→ SOURCE PASSAGE
=-=-=

A universe can be initialised with a random pattern, diagonal band, orthogonal band, checkerboard or an random filled island. A seed defined as a list of numbers 0-3 or as run length encoding of 'o', 'a', 'b' and 'c' ("00123" == "o2abc") is used to provide repeatable variations. The seed initialises the random sequence used for random patterns and imposes a pattern along one boundary of the bands and checkerboard patterns.

2. Features       top

3. Scripting       top

There are two different functions provided by scripts. They can contain commands to control the universe in the control panel. They may also invoke external lua modules that might perform searches in a background universes saving results to files. The commands may be in a file or got directly from the pase buffer.

3.1 Control Panel Universe Scripts

A verity of commands can put results into veriables which persist after the script has run. Lists of commands may be allocated to keys which then run when the key is pressed. This enables simple manual searches using the rule list and seed list and incremeting the universe size. The results can build up a report in a veriable which can then be put into the paste buffer.

=-=-=

→ RECORDS SUPPLIED
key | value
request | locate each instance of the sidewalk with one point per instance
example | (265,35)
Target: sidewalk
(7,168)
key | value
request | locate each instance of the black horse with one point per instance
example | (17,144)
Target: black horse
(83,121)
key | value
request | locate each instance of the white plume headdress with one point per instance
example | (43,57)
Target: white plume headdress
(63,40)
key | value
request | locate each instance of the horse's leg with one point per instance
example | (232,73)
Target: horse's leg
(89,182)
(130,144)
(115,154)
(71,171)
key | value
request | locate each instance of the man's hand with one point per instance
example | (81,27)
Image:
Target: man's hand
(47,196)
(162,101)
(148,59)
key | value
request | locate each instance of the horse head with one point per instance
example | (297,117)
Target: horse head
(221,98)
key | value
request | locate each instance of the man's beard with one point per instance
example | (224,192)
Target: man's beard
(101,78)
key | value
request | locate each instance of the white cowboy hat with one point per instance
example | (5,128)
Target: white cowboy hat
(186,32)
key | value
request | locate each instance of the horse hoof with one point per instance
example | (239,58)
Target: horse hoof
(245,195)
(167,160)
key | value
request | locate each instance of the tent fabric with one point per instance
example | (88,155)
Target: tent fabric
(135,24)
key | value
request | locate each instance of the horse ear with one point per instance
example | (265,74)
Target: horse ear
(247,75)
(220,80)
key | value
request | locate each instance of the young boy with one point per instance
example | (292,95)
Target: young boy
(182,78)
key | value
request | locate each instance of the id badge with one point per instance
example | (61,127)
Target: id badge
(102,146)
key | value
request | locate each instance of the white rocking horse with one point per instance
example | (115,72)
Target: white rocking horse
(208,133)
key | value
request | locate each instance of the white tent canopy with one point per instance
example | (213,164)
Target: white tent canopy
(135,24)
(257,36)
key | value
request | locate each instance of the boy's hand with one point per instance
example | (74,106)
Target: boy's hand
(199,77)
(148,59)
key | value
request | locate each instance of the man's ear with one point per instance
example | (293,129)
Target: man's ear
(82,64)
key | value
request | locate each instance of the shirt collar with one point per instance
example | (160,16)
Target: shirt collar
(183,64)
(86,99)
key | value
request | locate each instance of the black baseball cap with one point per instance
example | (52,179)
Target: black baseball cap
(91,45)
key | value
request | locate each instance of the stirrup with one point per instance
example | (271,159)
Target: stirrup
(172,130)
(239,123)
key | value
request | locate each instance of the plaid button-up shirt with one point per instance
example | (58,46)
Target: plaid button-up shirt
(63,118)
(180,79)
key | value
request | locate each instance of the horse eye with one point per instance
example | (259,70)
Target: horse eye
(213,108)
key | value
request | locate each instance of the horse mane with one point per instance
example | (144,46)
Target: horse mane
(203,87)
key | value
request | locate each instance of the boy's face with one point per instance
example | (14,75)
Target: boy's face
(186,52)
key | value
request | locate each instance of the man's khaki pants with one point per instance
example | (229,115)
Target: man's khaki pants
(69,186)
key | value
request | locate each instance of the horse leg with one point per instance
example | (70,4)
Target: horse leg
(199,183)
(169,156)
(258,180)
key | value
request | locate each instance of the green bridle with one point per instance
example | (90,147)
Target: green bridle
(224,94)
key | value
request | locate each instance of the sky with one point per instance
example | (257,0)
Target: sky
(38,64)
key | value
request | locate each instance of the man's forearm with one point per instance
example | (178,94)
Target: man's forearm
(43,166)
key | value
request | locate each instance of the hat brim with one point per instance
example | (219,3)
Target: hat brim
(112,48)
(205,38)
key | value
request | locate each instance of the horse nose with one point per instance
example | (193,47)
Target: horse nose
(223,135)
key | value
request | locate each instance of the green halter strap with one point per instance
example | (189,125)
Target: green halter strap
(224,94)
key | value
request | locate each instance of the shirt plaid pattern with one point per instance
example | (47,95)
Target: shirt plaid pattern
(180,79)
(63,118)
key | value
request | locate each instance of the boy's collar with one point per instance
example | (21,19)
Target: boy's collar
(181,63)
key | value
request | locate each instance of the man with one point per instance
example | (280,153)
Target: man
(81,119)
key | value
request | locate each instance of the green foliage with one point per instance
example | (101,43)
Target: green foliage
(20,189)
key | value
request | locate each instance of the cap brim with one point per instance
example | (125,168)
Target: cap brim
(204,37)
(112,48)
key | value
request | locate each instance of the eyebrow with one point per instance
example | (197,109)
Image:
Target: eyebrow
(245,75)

=-=-=

→ REQUIREMENTS
According to the source passage, what can lists of commands be allocated to? The records have no connection to the source passage.

→ ANSWER BELOW
Keys, so that the commands run when the key is pressed.